• **What the exercise asks**
Starting at the line that contains "meter with a point." and continuing through the end of the lines below, write each request and its answer as one row of a two-column CSV with the headers request and answer. Put each value in a single quoted field and replace any line breaks with spaces.
— Begin Excerpted data —
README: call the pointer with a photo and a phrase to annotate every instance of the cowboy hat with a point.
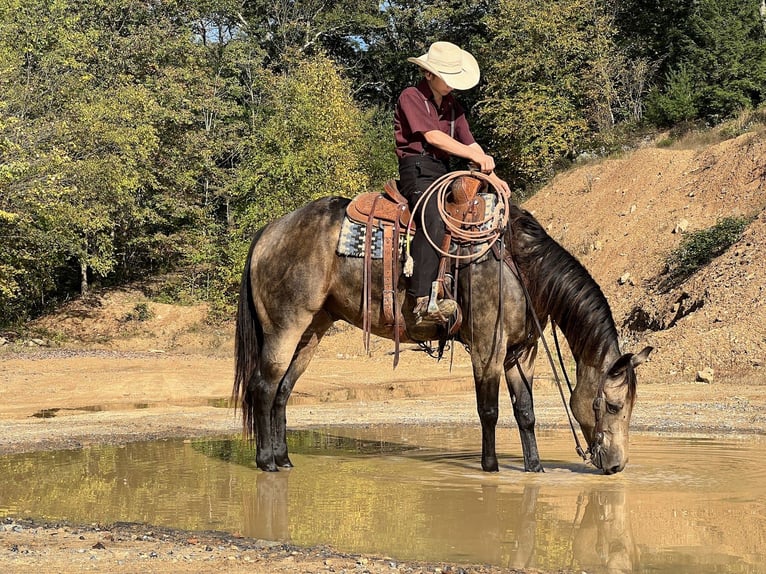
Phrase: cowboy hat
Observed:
(456, 67)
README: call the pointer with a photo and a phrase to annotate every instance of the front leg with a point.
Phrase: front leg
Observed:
(519, 379)
(487, 388)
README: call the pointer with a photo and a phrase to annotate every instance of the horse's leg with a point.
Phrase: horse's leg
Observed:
(278, 352)
(487, 381)
(519, 379)
(303, 355)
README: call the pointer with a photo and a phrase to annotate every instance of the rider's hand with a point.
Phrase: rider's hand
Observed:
(486, 163)
(499, 184)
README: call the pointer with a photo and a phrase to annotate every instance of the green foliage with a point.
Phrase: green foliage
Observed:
(551, 82)
(307, 144)
(147, 137)
(712, 54)
(699, 248)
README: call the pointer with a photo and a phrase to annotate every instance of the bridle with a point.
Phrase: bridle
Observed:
(598, 402)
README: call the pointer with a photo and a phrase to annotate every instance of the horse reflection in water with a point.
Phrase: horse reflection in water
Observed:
(267, 513)
(604, 540)
(295, 285)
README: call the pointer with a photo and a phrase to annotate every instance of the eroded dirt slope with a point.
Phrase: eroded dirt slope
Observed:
(622, 217)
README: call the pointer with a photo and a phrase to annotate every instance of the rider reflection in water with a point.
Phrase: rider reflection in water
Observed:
(429, 127)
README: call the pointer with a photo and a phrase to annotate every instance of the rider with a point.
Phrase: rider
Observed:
(429, 127)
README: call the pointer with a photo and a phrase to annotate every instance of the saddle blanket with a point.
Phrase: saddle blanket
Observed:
(351, 240)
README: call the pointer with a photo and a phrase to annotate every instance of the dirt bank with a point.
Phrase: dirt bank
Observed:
(94, 397)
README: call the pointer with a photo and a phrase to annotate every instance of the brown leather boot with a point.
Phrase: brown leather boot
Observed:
(447, 310)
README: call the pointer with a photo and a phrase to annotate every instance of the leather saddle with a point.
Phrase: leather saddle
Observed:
(390, 212)
(389, 207)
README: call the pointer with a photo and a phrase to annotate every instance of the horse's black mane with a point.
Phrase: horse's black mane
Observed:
(562, 288)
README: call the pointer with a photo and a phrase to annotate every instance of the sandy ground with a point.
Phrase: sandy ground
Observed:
(94, 396)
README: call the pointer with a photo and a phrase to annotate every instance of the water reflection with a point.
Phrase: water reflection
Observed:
(603, 541)
(266, 513)
(418, 494)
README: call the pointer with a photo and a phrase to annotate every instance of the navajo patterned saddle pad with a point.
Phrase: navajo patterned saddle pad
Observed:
(351, 240)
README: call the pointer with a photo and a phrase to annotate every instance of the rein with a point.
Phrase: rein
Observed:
(515, 270)
(598, 402)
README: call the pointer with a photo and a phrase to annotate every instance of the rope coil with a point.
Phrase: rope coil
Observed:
(486, 231)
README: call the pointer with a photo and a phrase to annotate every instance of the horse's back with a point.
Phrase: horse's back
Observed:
(292, 262)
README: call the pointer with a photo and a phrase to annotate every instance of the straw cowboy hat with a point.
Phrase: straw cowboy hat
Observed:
(456, 67)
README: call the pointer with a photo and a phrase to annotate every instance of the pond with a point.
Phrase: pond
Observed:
(417, 493)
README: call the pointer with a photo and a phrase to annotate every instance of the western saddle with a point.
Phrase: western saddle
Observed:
(390, 212)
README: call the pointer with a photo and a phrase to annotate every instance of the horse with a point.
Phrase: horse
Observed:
(295, 286)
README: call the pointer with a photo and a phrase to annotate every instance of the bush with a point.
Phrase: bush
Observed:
(699, 248)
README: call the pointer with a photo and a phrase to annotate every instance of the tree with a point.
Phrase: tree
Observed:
(307, 143)
(552, 82)
(710, 55)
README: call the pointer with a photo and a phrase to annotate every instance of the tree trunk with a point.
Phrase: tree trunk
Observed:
(83, 279)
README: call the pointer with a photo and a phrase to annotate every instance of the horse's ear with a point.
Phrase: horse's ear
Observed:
(642, 356)
(619, 366)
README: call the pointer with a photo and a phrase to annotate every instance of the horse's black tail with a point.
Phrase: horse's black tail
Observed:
(248, 339)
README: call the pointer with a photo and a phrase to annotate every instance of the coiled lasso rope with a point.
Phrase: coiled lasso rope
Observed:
(486, 231)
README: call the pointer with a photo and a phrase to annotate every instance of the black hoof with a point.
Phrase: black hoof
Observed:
(268, 466)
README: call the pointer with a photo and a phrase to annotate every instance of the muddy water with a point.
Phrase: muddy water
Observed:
(683, 505)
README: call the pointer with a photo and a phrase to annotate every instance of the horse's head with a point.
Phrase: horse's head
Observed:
(602, 403)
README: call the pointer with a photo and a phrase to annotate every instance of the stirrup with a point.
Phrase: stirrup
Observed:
(444, 314)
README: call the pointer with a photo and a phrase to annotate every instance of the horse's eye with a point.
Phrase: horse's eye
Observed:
(613, 409)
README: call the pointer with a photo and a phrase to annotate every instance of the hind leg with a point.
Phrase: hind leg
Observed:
(519, 379)
(278, 354)
(303, 355)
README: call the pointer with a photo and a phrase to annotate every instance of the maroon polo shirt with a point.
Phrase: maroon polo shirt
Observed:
(416, 114)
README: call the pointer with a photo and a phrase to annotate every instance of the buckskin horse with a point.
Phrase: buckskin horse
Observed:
(295, 286)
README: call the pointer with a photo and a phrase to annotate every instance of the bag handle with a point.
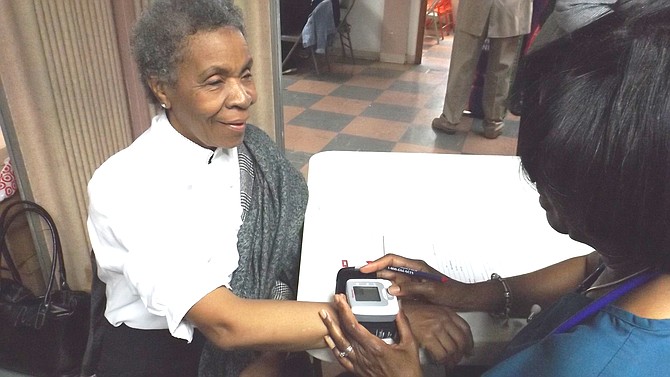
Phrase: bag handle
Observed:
(57, 259)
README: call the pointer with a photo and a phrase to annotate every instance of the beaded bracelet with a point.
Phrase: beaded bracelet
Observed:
(508, 297)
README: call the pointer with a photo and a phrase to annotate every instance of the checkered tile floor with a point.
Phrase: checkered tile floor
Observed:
(373, 106)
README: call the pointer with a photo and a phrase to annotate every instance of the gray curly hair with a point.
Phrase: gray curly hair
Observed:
(162, 30)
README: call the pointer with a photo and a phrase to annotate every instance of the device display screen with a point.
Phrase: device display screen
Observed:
(367, 294)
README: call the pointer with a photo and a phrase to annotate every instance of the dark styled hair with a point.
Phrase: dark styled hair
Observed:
(595, 129)
(163, 29)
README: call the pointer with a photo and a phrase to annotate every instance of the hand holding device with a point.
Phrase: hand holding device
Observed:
(373, 306)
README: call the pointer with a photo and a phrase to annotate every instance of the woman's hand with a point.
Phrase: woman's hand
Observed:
(440, 331)
(451, 293)
(365, 355)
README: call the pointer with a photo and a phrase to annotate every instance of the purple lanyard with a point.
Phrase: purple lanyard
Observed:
(603, 301)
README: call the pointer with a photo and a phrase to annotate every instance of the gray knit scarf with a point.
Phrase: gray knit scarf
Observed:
(269, 240)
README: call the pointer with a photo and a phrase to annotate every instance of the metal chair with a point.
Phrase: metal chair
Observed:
(312, 33)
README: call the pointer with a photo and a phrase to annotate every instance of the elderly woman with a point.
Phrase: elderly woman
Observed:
(595, 140)
(200, 214)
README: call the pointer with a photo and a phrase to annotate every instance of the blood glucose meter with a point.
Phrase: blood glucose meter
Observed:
(373, 306)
— End Excerpted data —
• **Worked answer**
request,answer
"README: call the pointer with a photo and a phrase to annotate every instance of the blood glucose meter with a point. Phrase: blood glucose meter Observed:","(373, 306)"